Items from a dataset
^^^^^^^^

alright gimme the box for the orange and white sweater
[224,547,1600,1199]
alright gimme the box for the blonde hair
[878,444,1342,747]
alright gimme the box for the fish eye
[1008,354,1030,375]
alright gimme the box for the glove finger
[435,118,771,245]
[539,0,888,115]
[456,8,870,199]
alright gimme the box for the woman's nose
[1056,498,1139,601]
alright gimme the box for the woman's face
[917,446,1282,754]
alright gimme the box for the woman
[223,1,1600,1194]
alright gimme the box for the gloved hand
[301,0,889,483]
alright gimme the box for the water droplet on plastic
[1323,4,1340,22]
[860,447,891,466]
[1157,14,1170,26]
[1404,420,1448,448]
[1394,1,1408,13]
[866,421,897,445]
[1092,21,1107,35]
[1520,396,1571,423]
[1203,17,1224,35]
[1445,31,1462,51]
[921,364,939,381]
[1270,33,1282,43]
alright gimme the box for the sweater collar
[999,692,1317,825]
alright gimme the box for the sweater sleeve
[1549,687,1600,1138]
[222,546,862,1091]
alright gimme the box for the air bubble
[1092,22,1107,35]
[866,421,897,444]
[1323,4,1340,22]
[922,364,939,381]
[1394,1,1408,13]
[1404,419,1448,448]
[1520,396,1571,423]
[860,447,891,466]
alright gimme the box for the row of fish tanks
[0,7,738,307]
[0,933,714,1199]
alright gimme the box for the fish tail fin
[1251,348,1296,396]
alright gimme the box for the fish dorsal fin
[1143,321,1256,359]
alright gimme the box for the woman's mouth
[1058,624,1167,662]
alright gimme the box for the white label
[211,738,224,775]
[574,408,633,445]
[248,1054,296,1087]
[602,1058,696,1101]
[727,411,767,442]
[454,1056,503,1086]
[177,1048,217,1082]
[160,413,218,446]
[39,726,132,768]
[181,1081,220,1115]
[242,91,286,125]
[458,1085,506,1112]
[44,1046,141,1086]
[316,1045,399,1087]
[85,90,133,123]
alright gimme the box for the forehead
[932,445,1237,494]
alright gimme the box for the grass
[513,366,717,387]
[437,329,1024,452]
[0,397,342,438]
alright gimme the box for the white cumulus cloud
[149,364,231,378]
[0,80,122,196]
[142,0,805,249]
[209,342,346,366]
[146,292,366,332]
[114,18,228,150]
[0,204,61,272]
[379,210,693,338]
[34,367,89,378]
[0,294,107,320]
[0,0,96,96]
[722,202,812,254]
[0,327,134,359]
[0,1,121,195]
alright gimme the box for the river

^^^^^^^^

Task prompt: Return exactly the lines from the line bearing "alright gimme the box for the gloved hand" to the end of the records, inclusive of both; include no other lines.

Solved exercise:
alright gimme the box for the gloved hand
[301,0,889,483]
alright gimme the box for the water droplet on plastic
[1323,4,1340,22]
[860,447,891,466]
[1157,14,1170,26]
[1404,420,1448,448]
[1394,1,1408,13]
[866,421,897,445]
[1092,21,1107,35]
[1520,396,1571,423]
[1203,17,1224,35]
[1445,31,1462,51]
[921,364,939,381]
[1270,33,1282,43]
alright gimme the box for the sweater collar
[999,692,1317,825]
alright gimme the box for the sweater sleeve
[1549,687,1600,1138]
[222,546,862,1091]
alright gimme the box for the air bubble
[1092,22,1107,35]
[866,421,897,444]
[1323,4,1340,22]
[922,364,939,381]
[1394,1,1408,13]
[1404,419,1448,448]
[1520,396,1571,423]
[860,447,891,466]
alright gimme the box for the row of fish tanks
[0,7,738,307]
[0,933,714,1199]
alright gimme the box for the fish tail fin
[1251,348,1296,396]
alright gimme the box for the fish dorsal fin
[1143,321,1256,359]
alright gimme the box for the woman's mouth
[1058,624,1167,662]
alright gimme the box for the white label
[211,738,224,775]
[574,408,633,445]
[248,1054,296,1087]
[602,1058,696,1101]
[727,411,767,442]
[454,1056,503,1086]
[177,1048,217,1082]
[160,413,218,446]
[39,726,132,768]
[181,1081,220,1115]
[242,91,286,125]
[458,1085,506,1112]
[44,1046,141,1086]
[316,1045,399,1087]
[85,90,133,123]
alright gimme the box for the forehead
[932,445,1237,494]
alright gimme the box for the grass
[513,366,717,387]
[437,329,1024,452]
[0,397,342,438]
alright gimme the box for the white cumulus cloud
[149,364,231,378]
[0,80,122,196]
[142,0,805,249]
[209,342,346,366]
[146,292,366,332]
[114,18,228,150]
[0,204,61,272]
[379,210,693,338]
[34,367,89,378]
[0,294,107,320]
[0,0,96,96]
[722,202,812,254]
[0,327,134,359]
[0,1,121,195]
alright gimme the box for the river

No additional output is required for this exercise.